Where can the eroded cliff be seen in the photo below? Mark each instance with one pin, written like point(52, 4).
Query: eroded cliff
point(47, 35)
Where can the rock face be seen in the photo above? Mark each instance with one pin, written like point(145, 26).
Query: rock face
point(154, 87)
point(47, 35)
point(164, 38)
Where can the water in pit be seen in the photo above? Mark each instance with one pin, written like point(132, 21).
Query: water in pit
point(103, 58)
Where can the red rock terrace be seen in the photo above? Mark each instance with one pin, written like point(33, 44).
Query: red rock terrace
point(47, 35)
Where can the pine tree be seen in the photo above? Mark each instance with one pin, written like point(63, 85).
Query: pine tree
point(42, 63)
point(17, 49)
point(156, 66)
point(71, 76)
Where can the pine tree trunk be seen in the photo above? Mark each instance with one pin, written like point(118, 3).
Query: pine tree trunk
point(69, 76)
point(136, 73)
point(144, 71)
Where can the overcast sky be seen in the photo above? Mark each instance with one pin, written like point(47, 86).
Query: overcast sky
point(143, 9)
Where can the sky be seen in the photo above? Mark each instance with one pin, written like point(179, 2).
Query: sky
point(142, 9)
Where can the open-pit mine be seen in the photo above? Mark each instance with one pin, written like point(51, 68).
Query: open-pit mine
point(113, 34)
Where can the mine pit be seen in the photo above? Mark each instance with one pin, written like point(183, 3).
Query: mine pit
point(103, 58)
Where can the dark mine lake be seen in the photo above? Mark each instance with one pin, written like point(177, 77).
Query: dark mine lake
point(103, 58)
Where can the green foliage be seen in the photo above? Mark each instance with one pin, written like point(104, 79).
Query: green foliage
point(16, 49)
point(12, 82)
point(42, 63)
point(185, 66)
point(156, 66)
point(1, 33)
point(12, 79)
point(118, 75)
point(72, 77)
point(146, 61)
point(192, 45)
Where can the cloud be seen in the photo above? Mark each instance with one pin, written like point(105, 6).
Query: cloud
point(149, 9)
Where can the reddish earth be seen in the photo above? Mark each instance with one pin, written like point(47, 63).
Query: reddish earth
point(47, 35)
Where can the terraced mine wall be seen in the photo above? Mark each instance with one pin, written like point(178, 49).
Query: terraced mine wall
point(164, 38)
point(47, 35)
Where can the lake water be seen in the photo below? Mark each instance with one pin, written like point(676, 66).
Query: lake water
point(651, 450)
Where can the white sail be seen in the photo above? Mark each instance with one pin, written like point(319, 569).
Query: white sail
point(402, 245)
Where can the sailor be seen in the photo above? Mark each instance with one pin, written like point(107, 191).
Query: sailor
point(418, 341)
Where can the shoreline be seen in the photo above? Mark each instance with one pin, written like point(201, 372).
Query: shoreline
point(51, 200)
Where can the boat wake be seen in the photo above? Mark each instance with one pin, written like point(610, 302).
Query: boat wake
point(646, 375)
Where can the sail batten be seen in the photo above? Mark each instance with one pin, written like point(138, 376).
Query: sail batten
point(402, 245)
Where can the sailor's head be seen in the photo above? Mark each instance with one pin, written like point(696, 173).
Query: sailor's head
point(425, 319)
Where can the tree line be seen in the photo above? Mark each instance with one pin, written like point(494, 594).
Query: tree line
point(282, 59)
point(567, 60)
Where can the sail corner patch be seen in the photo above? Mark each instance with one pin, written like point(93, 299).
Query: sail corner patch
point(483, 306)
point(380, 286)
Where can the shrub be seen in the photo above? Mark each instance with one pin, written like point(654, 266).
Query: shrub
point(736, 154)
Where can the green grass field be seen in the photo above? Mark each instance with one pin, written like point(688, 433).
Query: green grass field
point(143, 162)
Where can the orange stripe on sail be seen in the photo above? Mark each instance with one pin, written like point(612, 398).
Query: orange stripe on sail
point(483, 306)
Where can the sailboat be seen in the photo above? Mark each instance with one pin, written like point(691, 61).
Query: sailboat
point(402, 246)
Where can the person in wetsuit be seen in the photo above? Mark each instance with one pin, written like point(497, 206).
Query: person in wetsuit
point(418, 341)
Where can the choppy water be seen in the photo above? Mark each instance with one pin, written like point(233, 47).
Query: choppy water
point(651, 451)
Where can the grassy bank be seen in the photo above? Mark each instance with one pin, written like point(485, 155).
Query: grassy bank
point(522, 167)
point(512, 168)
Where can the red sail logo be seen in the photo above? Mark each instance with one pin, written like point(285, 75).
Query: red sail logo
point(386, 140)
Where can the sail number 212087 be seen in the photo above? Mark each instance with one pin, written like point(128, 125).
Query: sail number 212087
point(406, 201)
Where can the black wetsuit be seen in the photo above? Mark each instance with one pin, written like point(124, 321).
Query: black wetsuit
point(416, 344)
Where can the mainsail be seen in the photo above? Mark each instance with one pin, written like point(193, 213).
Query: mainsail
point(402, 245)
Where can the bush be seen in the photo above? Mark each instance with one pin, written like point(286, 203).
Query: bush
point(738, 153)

##########

• **Exercise task**:
Put every line of the items above into a single numbered list, omitting any blank lines.

• **Solution for this problem**:
1. Where can the eroded cliff be seen in the photo below? Mark each instance with one pin, written like point(52, 4).
2. Query: eroded cliff
3. point(47, 35)
4. Where can the rock face be seen in the photo above? Mark each instance with one pin, written like point(145, 26).
5. Query: rock face
6. point(154, 87)
7. point(47, 35)
8. point(164, 38)
9. Where can the water in pit be seen in the photo above? Mark each instance with one pin, written like point(132, 21).
10. Query: water in pit
11. point(103, 58)
12. Where can the red rock terrace be seen in the photo above? Mark each instance with one pin, written like point(33, 44).
13. Query: red rock terrace
14. point(47, 35)
15. Where can the pine tree be seen in the photo above? Mark each instance with one pin, written like point(63, 85).
16. Query: pine tree
17. point(42, 63)
18. point(17, 49)
19. point(156, 66)
20. point(71, 76)
21. Where can the pine tree trunk be seen in the photo above? Mark each instance with one pin, written like point(118, 3).
22. Query: pine tree trunk
23. point(69, 76)
24. point(136, 73)
25. point(144, 71)
26. Where can the overcast sky be seen in the photo above? Mark each instance with one pin, written like point(47, 86).
27. Query: overcast sky
28. point(143, 9)
29. Where can the sky be seen in the photo above? Mark each instance with one pin, written like point(179, 2).
30. Query: sky
31. point(142, 9)
32. Where can the open-pit mine be seen in the photo above? Mark each instance with one pin, written like point(51, 68).
33. Query: open-pit mine
34. point(113, 34)
35. Where can the mine pit be seen in the photo above? Mark each instance with one pin, written like point(183, 3).
36. Query: mine pit
37. point(103, 58)
38. Where can the dark mine lake be seen in the photo above? Mark each instance with one pin, written like point(177, 77).
39. Query: dark mine lake
40. point(103, 58)
41. Where can the green foliage be seen in the photo above? Mark each instance with one pin, written like point(104, 79).
42. Query: green foliage
43. point(16, 49)
44. point(12, 82)
45. point(42, 63)
46. point(185, 66)
47. point(156, 66)
48. point(1, 33)
49. point(12, 79)
50. point(118, 75)
51. point(72, 77)
52. point(146, 61)
53. point(192, 45)
54. Where can the cloud be seen in the photo above? Mark each instance with one pin, written like point(105, 6).
55. Query: cloud
56. point(149, 9)
57. Where can the reddish earth be seen in the photo above? Mark each instance with one pin, written like point(47, 63).
58. Query: reddish earth
59. point(47, 35)
60. Where can the terraced mine wall be seen in the photo above? Mark each instance with one pin, written like point(178, 49).
61. Query: terraced mine wall
62. point(164, 38)
63. point(47, 35)
64. Where can the lake water be seen in the photo below? Mark each instance with one pin, written like point(676, 66).
65. Query: lake water
66. point(651, 450)
67. Where can the white sail be seen in the photo above? Mark each instance with one pin, written like point(319, 569).
68. Query: white sail
69. point(402, 245)
70. Where can the sailor be seen in the photo above? Mark each instance with one pin, written like point(107, 191).
71. Query: sailor
72. point(418, 341)
73. Where can the shoreline be seen in the photo above? Mark each instance with one pin, written like point(201, 372).
74. Query: shoreline
75. point(51, 200)
76. Where can the boat wake be seen in the photo above? Mark each instance with one pin, written like point(610, 302).
77. Query: boat wake
78. point(646, 375)
79. Where can the sail batten be seen in the photo above? Mark each instance with one pin, written like point(138, 376).
80. Query: sail batten
81. point(402, 245)
82. Where can the sailor's head be seen in the photo above? Mark each instance with one pin, written like point(696, 173).
83. Query: sailor's head
84. point(425, 319)
85. Where can the tree line be seen in the photo above? Mark each instance with one pin, written like point(494, 594).
86. Query: tree line
87. point(282, 59)
88. point(567, 60)
89. Where can the sail corner patch be seen in the photo above? Mark each instance with one pin, written like point(93, 299).
90. Query: sail corner patch
91. point(483, 306)
92. point(380, 286)
93. Where can the shrub be seen in the photo above? Mark each instance with one pin, written like point(654, 266).
94. Query: shrub
95. point(736, 154)
96. Where can the green grass field be seen in the photo above? Mark each instance with one pin, written like point(688, 433).
97. Query: green grass field
98. point(143, 162)
99. Where can the orange stripe on sail be seen in the photo above? Mark each instance with one pin, written like point(612, 398).
100. Query: orange stripe on sail
101. point(483, 306)
102. Where can the sailboat be seen in the photo above? Mark each instance with one pin, written like point(691, 61).
103. Query: sailboat
104. point(402, 246)
105. Where can the person in wetsuit be seen in the photo above? Mark each instance with one pin, written like point(497, 206).
106. Query: person in wetsuit
107. point(418, 341)
108. Where can the choppy water be seen in the photo above? Mark each instance with one pin, written like point(233, 47).
109. Query: choppy water
110. point(651, 451)
111. Where can the grassy bank be seen in the photo above? Mark each instance with one pin, written like point(485, 155).
112. Query: grassy bank
113. point(522, 167)
114. point(512, 168)
115. Where can the red sail logo be seen in the photo above? Mark each instance with one pin, written like point(285, 75).
116. Query: red sail logo
117. point(386, 140)
118. Where can the sail number 212087 be seen in the photo above? Mark each instance with one pin, written like point(128, 125).
119. Query: sail number 212087
120. point(406, 201)
121. Where can the black wetsuit be seen in the photo above? Mark each instance with one pin, written like point(124, 321).
122. Query: black wetsuit
123. point(416, 344)
124. Where can the mainsail be seen in the photo above? Mark each instance with one pin, written like point(193, 213).
125. Query: mainsail
126. point(402, 245)
127. Where can the bush be seen in the photo above? Mark each instance with one pin, written like point(286, 203).
128. Query: bush
129. point(738, 153)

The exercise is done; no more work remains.